■ Entries supplied ■
* * *
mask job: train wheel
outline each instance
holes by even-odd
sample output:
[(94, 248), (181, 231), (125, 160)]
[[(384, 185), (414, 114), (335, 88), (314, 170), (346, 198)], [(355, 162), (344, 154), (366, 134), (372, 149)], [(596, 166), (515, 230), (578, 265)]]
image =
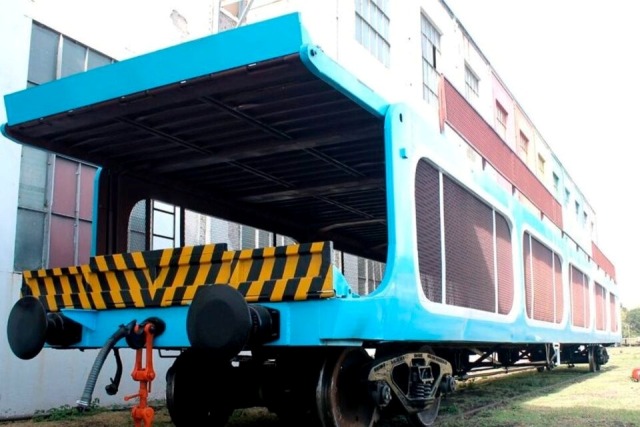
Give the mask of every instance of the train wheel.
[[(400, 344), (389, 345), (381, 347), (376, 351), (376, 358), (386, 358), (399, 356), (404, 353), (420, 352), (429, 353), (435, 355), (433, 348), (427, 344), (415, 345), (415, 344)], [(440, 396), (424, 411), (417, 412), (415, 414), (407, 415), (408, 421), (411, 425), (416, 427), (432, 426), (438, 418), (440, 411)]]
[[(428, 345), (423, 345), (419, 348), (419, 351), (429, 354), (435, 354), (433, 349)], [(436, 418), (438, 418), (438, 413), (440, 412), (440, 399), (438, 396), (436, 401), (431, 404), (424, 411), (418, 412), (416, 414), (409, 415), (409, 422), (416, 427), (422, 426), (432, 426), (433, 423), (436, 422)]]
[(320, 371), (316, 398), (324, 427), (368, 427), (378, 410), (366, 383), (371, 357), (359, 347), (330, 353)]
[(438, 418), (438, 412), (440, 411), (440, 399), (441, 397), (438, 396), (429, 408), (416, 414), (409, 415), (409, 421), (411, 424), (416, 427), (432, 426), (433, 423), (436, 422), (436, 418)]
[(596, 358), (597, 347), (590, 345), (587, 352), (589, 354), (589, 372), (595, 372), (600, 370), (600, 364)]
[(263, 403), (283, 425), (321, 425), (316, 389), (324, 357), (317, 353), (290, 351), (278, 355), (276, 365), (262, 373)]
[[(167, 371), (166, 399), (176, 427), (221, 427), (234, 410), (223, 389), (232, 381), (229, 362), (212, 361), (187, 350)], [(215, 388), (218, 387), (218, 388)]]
* * *
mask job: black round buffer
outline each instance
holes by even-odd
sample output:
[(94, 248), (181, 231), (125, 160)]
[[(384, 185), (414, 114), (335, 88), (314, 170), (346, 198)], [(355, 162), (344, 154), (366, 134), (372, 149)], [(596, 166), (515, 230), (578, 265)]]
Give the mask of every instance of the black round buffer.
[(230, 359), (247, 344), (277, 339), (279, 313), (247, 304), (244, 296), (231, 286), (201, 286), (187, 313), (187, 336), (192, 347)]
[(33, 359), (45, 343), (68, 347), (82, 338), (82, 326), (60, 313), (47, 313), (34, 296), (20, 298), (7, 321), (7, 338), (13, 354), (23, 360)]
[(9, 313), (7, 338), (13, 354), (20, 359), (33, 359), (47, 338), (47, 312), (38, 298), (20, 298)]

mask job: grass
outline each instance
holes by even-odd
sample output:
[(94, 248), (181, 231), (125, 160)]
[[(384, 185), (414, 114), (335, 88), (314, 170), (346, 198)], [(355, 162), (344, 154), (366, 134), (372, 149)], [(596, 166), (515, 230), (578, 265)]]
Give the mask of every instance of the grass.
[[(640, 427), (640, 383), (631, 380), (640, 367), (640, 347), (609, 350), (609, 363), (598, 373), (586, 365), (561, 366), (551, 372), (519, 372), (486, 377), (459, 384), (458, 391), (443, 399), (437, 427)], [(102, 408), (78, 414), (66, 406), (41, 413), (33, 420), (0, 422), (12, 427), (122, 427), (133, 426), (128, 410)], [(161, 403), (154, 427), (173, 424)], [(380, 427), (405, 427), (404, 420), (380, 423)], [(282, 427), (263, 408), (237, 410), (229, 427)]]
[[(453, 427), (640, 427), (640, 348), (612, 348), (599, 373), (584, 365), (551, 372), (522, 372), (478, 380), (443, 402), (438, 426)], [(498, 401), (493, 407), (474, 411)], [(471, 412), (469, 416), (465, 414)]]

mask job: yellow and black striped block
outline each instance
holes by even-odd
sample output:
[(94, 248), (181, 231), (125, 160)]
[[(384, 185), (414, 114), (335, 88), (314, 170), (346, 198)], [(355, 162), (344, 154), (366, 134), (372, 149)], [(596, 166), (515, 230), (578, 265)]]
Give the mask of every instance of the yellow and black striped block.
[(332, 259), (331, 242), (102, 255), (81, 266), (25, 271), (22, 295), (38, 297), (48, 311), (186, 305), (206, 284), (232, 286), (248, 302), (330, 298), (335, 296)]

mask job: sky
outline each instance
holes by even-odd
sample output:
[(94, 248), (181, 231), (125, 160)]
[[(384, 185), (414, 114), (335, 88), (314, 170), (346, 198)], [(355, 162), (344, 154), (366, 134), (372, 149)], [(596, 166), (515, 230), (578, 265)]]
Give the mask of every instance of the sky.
* * *
■ Your goal ■
In the listing above, find the line with "mask job: yellow and black striped block" and the line with "mask job: sky", then print exactly those two lines and every line between them, and nothing more.

■ The answer ■
mask job: yellow and black striped block
outline each instance
holes by even-odd
sample output:
[(94, 248), (181, 231), (125, 160)]
[[(384, 185), (414, 114), (335, 88), (314, 170), (346, 198)], [(355, 162), (344, 154), (366, 134), (372, 149)], [(596, 166), (515, 230), (578, 265)]]
Give the mask of every instance of the yellow and black striped block.
[(332, 259), (331, 242), (102, 255), (81, 266), (25, 271), (22, 295), (38, 297), (48, 311), (186, 305), (206, 284), (232, 286), (248, 302), (330, 298), (335, 296)]

mask job: sky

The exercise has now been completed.